* Selected excerpt
##########

Eigenvalues

\[ \newcommand{\norm}[1]{\left\lVert#1\right\rVert} \newcommand{\infnorm}[1]{\norm{#1}_{\infty}} \newcommand{\b}{\boldsymbol} \newcommand{\bx}{\b x} \newcommand{\by}{\b y} \newcommand{\bb}{\b b} \newcommand{\bg}{\b g} \newcommand{\bv}{\b v} \newcommand{\w}{\widetilde} \newcommand{\pp}[2]{\frac{\partial #1}{\partial #2}} \newcommand{\o}{\overline} \]

1. Introduction

Recall that for matix \(A\), if \(A\bv = \lambda \bv\), we define \(\lambda\) as the eigenvalue and \(\bv\) as the corresponding eigenvector of \(A\).

To compute the eigenvalues and eigenvectors by definition, we need to solve equation \(|\lambda I - A| = 0\). The order of this equation is at most the order of matrix. For instance, to compute the eigenvalue of \(A = \begin{bmatrix} 0 & 1 \\ 1 & 1 \end{bmatrix}\), we must solve the euqation \[ \begin{vmatrix} \lambda & 1 \\ 1 & \lambda - 1 \end{vmatrix} = \lambda(\lambda-1) - 1 = 0 \] However, Abel–Ruffini theorem states that there is no solution in radicals to general polynomial equations of degree five or higher with arbitrary coefficients. Hence computing the eigenvalue/eigenvector by definition is not an universal approach.

The dominant eigenvalue, or largest magnitude eigenvalue of \(A\) is an eigenvalue \(\lambda\) whose magnitude is greater than all other eigenvalues. If it exists, an eigenvector associated to \(\lambda\) is called a dominant eigenvector.

The dominant eigenvalues is much more significant than others in many practical problems. For instance, whether the iteration matrix converges when solving linear equations depends on the spectral radius (a.k.a. dominant eigenvalue) of matix.

Power method is one of the numerical technique to compute dominant eigenvalue, and based on which we developed inverse power method to compute smallest magnitude eigenvalue.

##########

* Requests
1. In the eigenvalues page, list every \newcommand shortcut that is defined as \b followed by a single letter.
2. Pick up the eigenvalues introduction at the point where it stops, writing the next few sentences.

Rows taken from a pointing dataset
##########

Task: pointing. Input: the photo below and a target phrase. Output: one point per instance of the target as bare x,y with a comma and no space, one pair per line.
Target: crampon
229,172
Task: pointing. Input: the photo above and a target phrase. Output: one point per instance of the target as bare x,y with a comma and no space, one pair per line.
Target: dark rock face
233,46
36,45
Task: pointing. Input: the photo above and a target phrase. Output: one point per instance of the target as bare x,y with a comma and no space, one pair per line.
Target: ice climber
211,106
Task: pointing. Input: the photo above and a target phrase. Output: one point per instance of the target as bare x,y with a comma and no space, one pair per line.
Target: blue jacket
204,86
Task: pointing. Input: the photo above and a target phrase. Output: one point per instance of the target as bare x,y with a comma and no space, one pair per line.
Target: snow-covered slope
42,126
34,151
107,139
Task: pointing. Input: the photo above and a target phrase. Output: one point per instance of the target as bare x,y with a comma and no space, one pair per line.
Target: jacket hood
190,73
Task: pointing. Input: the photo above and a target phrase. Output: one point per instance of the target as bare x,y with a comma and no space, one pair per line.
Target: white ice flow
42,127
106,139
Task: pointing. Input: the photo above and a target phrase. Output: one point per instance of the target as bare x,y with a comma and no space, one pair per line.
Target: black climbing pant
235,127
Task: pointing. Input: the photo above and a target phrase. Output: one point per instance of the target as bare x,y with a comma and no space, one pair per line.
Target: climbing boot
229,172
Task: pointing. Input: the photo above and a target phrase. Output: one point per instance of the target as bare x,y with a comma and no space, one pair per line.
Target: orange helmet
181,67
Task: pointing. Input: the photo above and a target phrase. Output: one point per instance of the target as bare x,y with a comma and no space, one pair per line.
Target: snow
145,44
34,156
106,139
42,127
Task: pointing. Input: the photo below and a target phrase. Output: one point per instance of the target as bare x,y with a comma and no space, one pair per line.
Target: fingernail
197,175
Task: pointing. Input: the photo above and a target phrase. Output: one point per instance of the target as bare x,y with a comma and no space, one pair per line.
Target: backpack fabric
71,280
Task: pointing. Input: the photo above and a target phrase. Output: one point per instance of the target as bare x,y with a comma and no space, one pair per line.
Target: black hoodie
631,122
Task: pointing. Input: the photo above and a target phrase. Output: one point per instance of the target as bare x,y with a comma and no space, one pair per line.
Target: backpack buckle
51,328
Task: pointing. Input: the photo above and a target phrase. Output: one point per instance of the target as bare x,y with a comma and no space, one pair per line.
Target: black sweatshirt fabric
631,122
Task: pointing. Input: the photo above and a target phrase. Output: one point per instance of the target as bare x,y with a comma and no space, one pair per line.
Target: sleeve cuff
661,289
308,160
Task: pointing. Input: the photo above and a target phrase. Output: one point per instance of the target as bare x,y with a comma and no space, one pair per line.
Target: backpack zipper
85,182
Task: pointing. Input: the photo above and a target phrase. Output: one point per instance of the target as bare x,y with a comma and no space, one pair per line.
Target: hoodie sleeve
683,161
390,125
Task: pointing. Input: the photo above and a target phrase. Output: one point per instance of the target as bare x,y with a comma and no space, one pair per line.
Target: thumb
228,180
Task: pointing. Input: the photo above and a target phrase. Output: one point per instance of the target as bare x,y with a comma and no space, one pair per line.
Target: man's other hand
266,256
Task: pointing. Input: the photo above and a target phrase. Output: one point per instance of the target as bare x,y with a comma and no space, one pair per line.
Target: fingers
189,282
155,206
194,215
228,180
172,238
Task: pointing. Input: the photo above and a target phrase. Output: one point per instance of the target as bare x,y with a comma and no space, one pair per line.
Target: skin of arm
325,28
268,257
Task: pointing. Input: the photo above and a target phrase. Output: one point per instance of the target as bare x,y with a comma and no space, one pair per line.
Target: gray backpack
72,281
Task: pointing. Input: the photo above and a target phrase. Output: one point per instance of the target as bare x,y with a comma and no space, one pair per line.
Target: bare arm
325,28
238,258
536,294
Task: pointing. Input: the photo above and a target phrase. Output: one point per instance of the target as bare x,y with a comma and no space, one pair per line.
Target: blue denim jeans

##########

* Answers
1. \bx, \by, \bb, \bg, \bv

2.
2. Power Method

# Power Method Introduction

Any vector \(X^{(0)}\) (as the initial vector) can be expressed by \(n\) linear independent eigenvector of \(A\) \[ X^{(0)} = \alpha_1\bv_1 + \alpha_2 \bv_2 + \cdots + \alpha_n \bv_n \]

And the multiplication \(AX^{(0)}\) can be expressed by \[ \begin{align} X^{(1)} &= AX^{(0)} \\ &= A(\alpha_1 \bv_1 + \alpha_2 \bv_2 + \cdots + \alpha_n \bv_n) \\ &= A\alpha_1 \bv_1 + A\alpha_2 \bv_2 + \cdots + A\alpha_n \bv_n \\ &= \lambda_1\alpha_1 \bv_1 + \lambda_2\alpha_2 \bv_2 + \cdots + \lambda_n\alpha_n \bv_n \end{align} \]

Applying mathematical induction , we have \[ X^{(k)} = AX^{(k-1)} = \lambda_1^k\alpha_1 \bv_1 + \lambda_2^k\alpha_2 \bv_2 + \cdots + \lambda_n^k\alpha_n \bv_n \] This expression indicates that how \(X^{(k)}\) change when iterating depends on the distribution of eigenvalues. We’ll discuss two simple cases.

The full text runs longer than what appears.